Starting from the line that holds "95 284 L 281", print each remaining line of the entries exactly, ending with the last.

(Beginning of EXERCISE DATA)

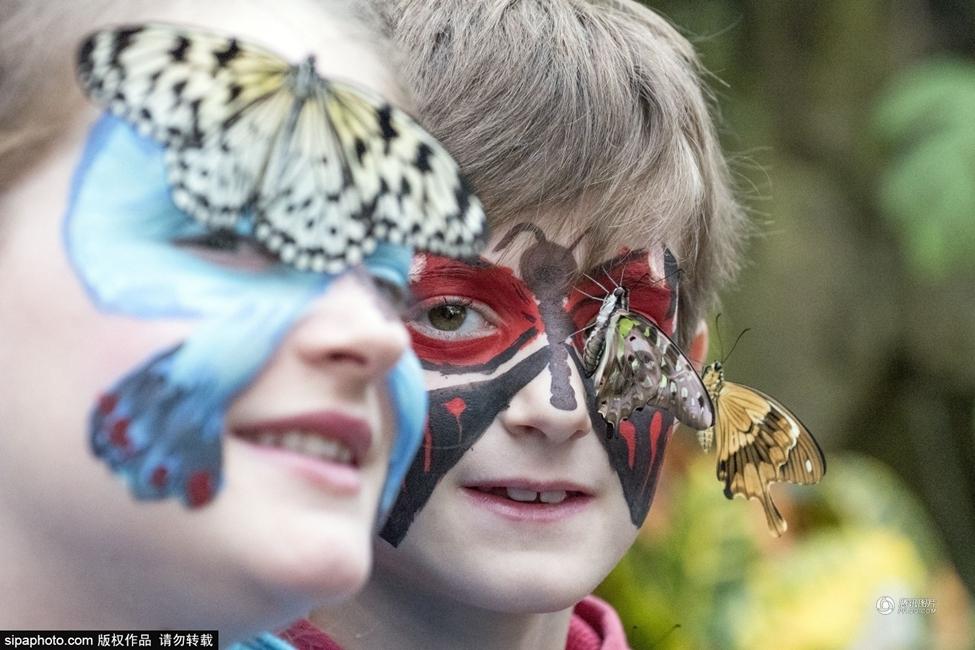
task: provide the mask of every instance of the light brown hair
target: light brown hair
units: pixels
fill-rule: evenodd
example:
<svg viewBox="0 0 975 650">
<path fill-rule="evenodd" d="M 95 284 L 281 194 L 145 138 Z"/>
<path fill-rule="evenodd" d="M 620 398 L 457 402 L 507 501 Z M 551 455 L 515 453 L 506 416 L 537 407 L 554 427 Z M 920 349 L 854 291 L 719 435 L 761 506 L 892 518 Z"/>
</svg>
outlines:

(End of EXERCISE DATA)

▶ OUTPUT OF THE TASK:
<path fill-rule="evenodd" d="M 95 284 L 281 194 L 145 138 Z"/>
<path fill-rule="evenodd" d="M 620 398 L 457 402 L 507 501 Z M 551 455 L 515 453 L 506 416 L 537 407 L 554 427 Z M 920 349 L 854 291 L 719 435 L 761 506 L 892 518 Z"/>
</svg>
outlines:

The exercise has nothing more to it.